▸ Passage fourni:
_____

D. RÉSOLUTION SUR LA PROPOSITION DE DIRECTIVE RELATIVE AUX NORMES ET PROCÉDURES COMMUNES APPLICABLES DANS LES ÉTATS MEMBRES AU RETOUR DES RESSORTISSANTS DE PAYS TIERS EN SÉJOUR IRRÉGULIER (14 FÉVRIER 2007)

Sur le rapport de notre collègue François-Noël Buffet, la commission avait adopté le 14 février 2007 une résolution 13 ( * ) , devenue résolution du Sénat, sur une proposition de directive relative aux normes et procédures applicables au retour des ressortissants de pays tiers en séjour irrégulier. Cette proposition présentée par la Commission européenne le 1 er septembre 2005, s'attache à définir une procédure complète en matière de retour depuis la prise de la décision d'éloignement jusqu'au placement en rétention et l'éloignement effectif.

La résolution du Sénat

La résolution du Sénat était très critique , notamment quant au respect des principes de subsidiarité et de proportionnalité.

Elle demandait surtout au gouvernement de s'opposer à une harmonisation de la durée de la rétention fixant une durée minimale, a fortiori égale à quatre mois. Elle remarquait de manière générale que les garanties offertes aux étrangers par la proposition de directive étaient moins protectrices que celles prévues par la législation française.

En outre, si elle estimait que la création d'une interdiction du territoire européen constituait un message fort de solidarité européenne en matière de lutte contre l'immigration illégale, elle invitait le Gouvernement à parvenir à un accord sur cette question tout en veillant au strict respect des principes de valeur constitutionnelle.

En effet, il convient de veiller à ce que cette interdiction du territoire européen ne présente pas un caractère automatique. Dans sa décision n° 93-325 DC du 13 août 1993, le Conseil constitutionnel a jugé contraire à la Constitution, et plus particulièrement à l'article 8 de la Déclaration des droits de l'homme et du citoyen , la disposition prévoyant que « tout arrêté de reconduite à la frontière entraîne automatiquement une sanction d'interdiction du territoire pour une durée d'un an sans égard à la gravité du comportement ayant motivé cet arrêté, sans possibilité d'en dispenser l'intéressé ni même d'en faire varier la durée ».

_____

▸ Lignes de données:
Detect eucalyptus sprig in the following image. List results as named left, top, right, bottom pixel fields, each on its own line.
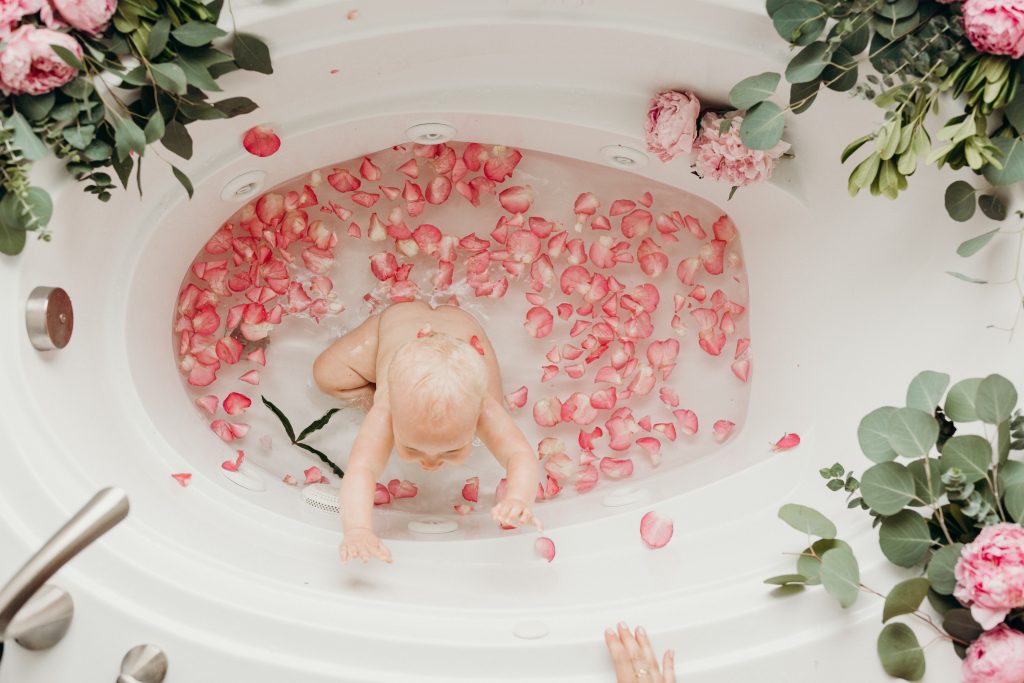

_____

▸ Tâches à accomplir:
[A] Indiquez si chacune des affirmations suivantes concorde avec le passage sur la directive retour. Répondez par oui ou par non et citez à l'identique les mots du passage qui tranchent. (i) La proposition de directive a été présentée par la Commission européenne le 1er septembre 2005. (ii) La résolution du Sénat estimait que les garanties de la proposition étaient plus protectrices que celles de la législation française. (iii) La décision du Conseil constitutionnel mentionnée date du 13 août 1993.
[B] Recopiez fidèlement le passage sur la directive retour, depuis « Sur le rapport » jusqu'à « et l'éloignement effectif. » inclus.
Le recours aux données n'est pas nécessaire.

▸ Réponses aux tâches:
[A]
(i) Oui : « Cette proposition présentée par la Commission européenne le 1 er septembre 2005 ».
(ii) Non : « les garanties offertes aux étrangers par la proposition de directive étaient moins protectrices que celles prévues par la législation française ».
(iii) Oui : « Dans sa décision n° 93-325 DC du 13 août 1993 ».

[B]
Sur le rapport de notre collègue François-Noël Buffet, la commission avait adopté le 14 février 2007 une résolution 13 ( * ) , devenue résolution du Sénat, sur une proposition de directive relative aux normes et procédures applicables au retour des ressortissants de pays tiers en séjour irrégulier. Cette proposition présentée par la Commission européenne le 1 er septembre 2005, s'attache à définir une procédure complète en matière de retour depuis la prise de la décision d'éloignement jusqu'au placement en rétention et l'éloignement effectif.